==== Text section ====
## Collaborative Filtering

- Relationships exist between products and user interests
- Collaborative filtering tries to find these relationships
- **User-based filtering**:
    - Based on users neighborhood
- **Item-based filtering**:
    - Based on items' similarity


### User-based Filtering
- If user A likes x1, x2 and x3, user B who is close to user A might like a movie in the set [x1, x2, x3]
- If user B likes x4 and user A hasn't watched it, then the systems recommends x4 for user A.

#### User-ratings Matrix

In [1]:
import numpy as np
import pandas as pd

ratings_dict = {
    "user": ["u1", "u2", "u3", "ActiveUser"],
    "m1": [9, 2, 5, np.nan],
    "m2": [6, 10, 9, 10],
    "m3": [8, 6, np.nan, 7],
    "m4": [4, np.nan, 10, 8],
    "m5": [np.nan, 8, 7, np.nan]
}

## ActiveUser hasn't watched m1 and m5. How can we know whether to recommend m1 and m5 to the ActiveUser?

df = pd.DataFrame(ratings_dict)
df

Unnamed: 0,user,m1,m2,m3,m4,m5
0,u1,9.0,6,8.0,4.0,
1,u2,2.0,10,6.0,,8.0
2,u3,5.0,9,,10.0,7.0
3,ActiveUser,,10,7.0,8.0,


### Calculating Similarity
- To calculate the level of similarity between two users, find movies they both rated
- Let's assume that AU-u1 similarity is 0.4, AU-u2 similarity is 0.9 and AU-u3 similarity is 0.7
- Then the **Weighted Ratings Matrix** for m1 and m5 is:

In [2]:
df = df[["user", "m1", "m5"]]
df = df.iloc[:-1]
df

Unnamed: 0,user,m1,m5
0,u1,9.0,
1,u2,2.0,8.0
2,u3,5.0,7.0


In [4]:
weighted_df = df
# Multiplying the rows with similarity
weighted_df["m1"] = [3.6, 1.8, 3.5]
weighted_df["m5"] = [np.nan, 7.2, 4.9]
weighted_df

Unnamed: 0,user,m1,m5
0,u1,3.6,
1,u2,1.8,7.2
2,u3,3.5,4.9


In [8]:
## Now let's add up all these ratings:
sum_dict = {
    "rated_by": [["u1", "u2", "u3"], ["u2", "u3"]],
    "m1": [8.9, np.nan],
    "m5": [np.nan, 12.1],
    "weight_sum": [2, 1.6] # sum of the similarities of users rated this movie
}

sum_similarity_index = pd.DataFrame(sum_dict)
====
* Exercise set
- A) Can you rewrite the collaborative filtering text from "### User-based Filtering" to "for user A.", substituting "user C" for "user A"?
- B) In the collaborative filtering text, why is the weight_sum for m5 1.6 while the one for m1 is 2?
- C) How would you shorten the paragraph of the collaborative filtering text that begins "Relationships exist between products and user interests" into one sentence that keeps its main facts?
The material after the collaborative filtering text is separate from it.
==== Source data ====
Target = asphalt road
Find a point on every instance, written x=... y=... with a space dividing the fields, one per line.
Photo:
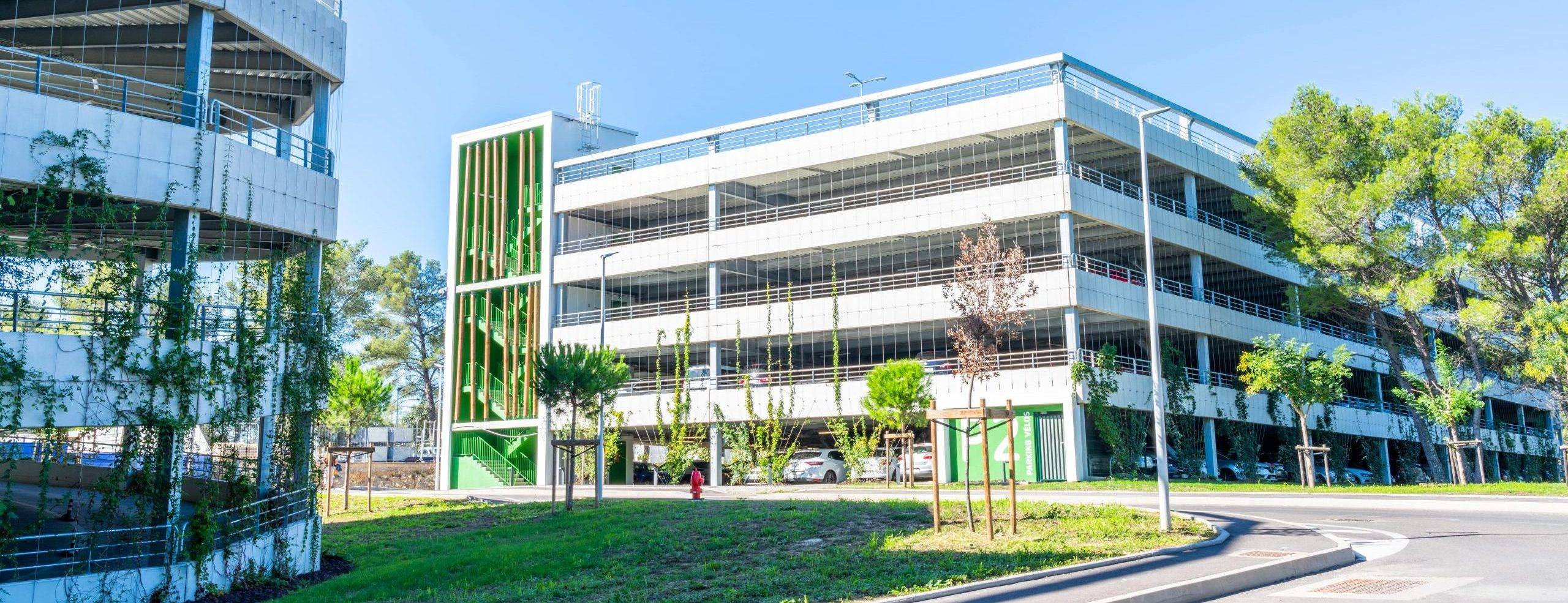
x=1434 y=549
====
* Answers for the tasks
- A)
### User-based Filtering
- If user C likes x1, x2 and x3, user B who is close to user C might like a movie in the set [x1, x2, x3]
- If user B likes x4 and user C hasn't watched it, then the systems recommends x4 for user C.

- B) The weight_sum is the sum of the similarities of the users who rated that movie. Only u2 and u3 rated m5, and their similarities to ActiveUser are 0.9 and 0.7, which add up to 1.6. For m1, u1's similarity of 0.4 is also included, which brings the total to 2.

- C) Collaborative filtering looks for relationships between products and user interests, either through user-based filtering, which relies on users' neighborhoods, or through item-based filtering, which relies on the similarity of items.